[Stored items]
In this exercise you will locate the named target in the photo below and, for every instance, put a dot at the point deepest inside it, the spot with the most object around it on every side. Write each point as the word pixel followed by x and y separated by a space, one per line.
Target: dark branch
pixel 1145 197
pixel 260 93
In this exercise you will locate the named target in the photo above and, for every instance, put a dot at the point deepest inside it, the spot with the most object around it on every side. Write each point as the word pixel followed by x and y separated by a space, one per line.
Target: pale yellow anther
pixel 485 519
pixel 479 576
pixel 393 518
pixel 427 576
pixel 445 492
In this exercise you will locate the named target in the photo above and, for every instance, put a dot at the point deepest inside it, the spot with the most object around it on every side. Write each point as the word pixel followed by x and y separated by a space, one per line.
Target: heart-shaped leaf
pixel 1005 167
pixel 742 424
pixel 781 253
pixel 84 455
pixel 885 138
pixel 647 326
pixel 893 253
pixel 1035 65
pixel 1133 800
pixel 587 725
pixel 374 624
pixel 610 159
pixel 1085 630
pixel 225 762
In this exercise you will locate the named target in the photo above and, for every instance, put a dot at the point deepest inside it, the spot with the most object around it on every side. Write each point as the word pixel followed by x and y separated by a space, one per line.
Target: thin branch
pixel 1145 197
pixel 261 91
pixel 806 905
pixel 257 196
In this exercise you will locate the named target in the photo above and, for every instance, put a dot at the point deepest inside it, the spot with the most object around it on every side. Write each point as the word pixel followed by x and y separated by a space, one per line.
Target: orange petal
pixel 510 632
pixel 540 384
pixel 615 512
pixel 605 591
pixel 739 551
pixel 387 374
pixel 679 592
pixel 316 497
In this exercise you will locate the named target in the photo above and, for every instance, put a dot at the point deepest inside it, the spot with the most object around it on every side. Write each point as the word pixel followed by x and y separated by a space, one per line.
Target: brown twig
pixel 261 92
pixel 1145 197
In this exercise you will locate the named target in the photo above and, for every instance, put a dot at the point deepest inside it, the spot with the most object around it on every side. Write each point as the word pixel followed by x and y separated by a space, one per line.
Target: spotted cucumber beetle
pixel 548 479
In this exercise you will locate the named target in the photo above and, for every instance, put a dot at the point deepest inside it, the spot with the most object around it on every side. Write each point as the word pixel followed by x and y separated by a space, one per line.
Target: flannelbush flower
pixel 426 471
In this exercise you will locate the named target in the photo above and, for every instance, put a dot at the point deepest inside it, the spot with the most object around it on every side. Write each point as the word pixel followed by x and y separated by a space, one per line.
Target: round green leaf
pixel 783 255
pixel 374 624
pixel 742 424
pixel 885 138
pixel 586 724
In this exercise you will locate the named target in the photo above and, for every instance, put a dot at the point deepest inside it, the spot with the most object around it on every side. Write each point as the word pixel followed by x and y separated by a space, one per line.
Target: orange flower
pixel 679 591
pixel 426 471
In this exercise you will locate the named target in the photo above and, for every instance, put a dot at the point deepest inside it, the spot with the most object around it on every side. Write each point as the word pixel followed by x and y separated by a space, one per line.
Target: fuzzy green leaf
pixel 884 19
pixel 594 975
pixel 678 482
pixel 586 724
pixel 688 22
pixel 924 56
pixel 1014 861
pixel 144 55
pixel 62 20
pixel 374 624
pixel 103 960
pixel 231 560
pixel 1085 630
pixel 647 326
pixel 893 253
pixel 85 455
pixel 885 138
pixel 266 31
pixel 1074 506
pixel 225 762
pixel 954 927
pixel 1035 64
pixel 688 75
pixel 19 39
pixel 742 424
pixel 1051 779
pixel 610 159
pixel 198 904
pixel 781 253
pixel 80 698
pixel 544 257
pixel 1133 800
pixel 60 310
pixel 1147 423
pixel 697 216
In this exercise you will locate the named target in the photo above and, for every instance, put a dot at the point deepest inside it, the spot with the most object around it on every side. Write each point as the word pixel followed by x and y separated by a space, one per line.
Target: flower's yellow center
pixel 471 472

» **Exercise details**: Write out an exact copy of every record shown above.

» **Solution**:
In this exercise you will locate the named target in the photo below and, for every instance, put a dot at the point deepest inside it, the spot with the most object around it on every side. Write each point as the word pixel followed by x and y separated by a space, one per line.
Target: dark branch
pixel 1145 197
pixel 260 93
In this exercise you will locate the named target in the photo above and, for every instance, put a dot at the point deepest inside it, the spot with the most object around it on every side. Write each point as the word pixel followed by x and y separated by a space, one per line.
Target: pale yellow anther
pixel 485 519
pixel 479 576
pixel 393 518
pixel 427 576
pixel 445 492
In this exercise you will locate the named target in the photo above and, for every instance, put a dot at the point deepest inside it, the spot with the most object around it on every side. Write each point as the word pixel followed by x and y separated by a space, one per line.
Target: heart-shaped leaf
pixel 1005 167
pixel 742 424
pixel 781 253
pixel 84 455
pixel 885 138
pixel 647 326
pixel 893 253
pixel 1035 65
pixel 1133 800
pixel 587 725
pixel 374 624
pixel 610 159
pixel 1085 630
pixel 225 762
In this exercise you will locate the named target in the photo above and, for every instance, put a dot at the point deepest inside it, the spot with the most object around it on every side. Write each point as the word pixel followed by x and y separated by a space, one per line.
Target: thin branch
pixel 1145 197
pixel 261 91
pixel 806 905
pixel 257 196
In this exercise you will locate the named target in the photo above and, for every instance, put a dot at the point deepest inside it, the spot with the most object around it on every side. Write each point as the word pixel followed by x and y separated by a space, one per line.
Target: orange petal
pixel 510 632
pixel 540 384
pixel 615 512
pixel 605 591
pixel 739 551
pixel 387 374
pixel 679 592
pixel 316 497
In this exercise you will locate the named target in the photo above and, for every instance, put a dot at the point deepest inside it, the spot with the most object around it on every side. Write each point as the word pixel followed by x and y separated by a space, one per line.
Target: brown twig
pixel 261 92
pixel 1145 197
In this exercise you will locate the named target in the photo above and, for every instance, put a dot at the point deepest inside it, the spot with the most object around it on every side. Write each point as the word pixel followed by x and y separated by a space, one per line.
Target: spotted cucumber beetle
pixel 548 479
In this exercise you will locate the named target in the photo above and, for every instance, put a dot at the point deepest inside it, the spot with the most object around it on every side. Write each point as the word pixel followed by x and y separated by a space, one per line.
Target: flannelbush flower
pixel 426 471
In this exercise you will locate the named target in the photo above and, for every instance, put a dot at the point deepest inside it, the spot with the most object around it on every side. Write each point as the word pixel followed by x and y separated by a space, one per line.
Target: round green leaf
pixel 783 255
pixel 374 624
pixel 742 424
pixel 885 138
pixel 586 724
In this exercise you will locate the named target in the photo above and, for every instance, put a dot at the point deepest inside it, the spot with the most object around it on every side. Write each point as the word pixel followed by x and y separated by a space, one per line.
Target: orange flower
pixel 679 591
pixel 426 471
In this exercise you will locate the named target in the photo above and, for every instance, put a dot at the point deepest inside it, the spot with the most object around it on every side. Write each point as the word pixel followed by x and y separated by a space, one per line.
Target: fuzzy green leaf
pixel 884 19
pixel 594 975
pixel 678 482
pixel 586 724
pixel 688 22
pixel 924 56
pixel 1014 861
pixel 144 55
pixel 62 20
pixel 374 624
pixel 103 960
pixel 231 560
pixel 1085 630
pixel 647 326
pixel 893 253
pixel 85 455
pixel 885 138
pixel 266 31
pixel 1074 506
pixel 225 762
pixel 954 927
pixel 1035 64
pixel 688 75
pixel 19 39
pixel 742 424
pixel 1051 779
pixel 610 159
pixel 198 904
pixel 781 253
pixel 80 698
pixel 544 257
pixel 1133 800
pixel 60 310
pixel 1147 423
pixel 697 216
In this exercise you will locate the named target in the photo above and, for every instance, put a dot at the point deepest inside it, the spot with the most object around it on every side. Write each point as the word pixel followed by x and y separated by a space, one per line.
Target: flower's yellow center
pixel 471 472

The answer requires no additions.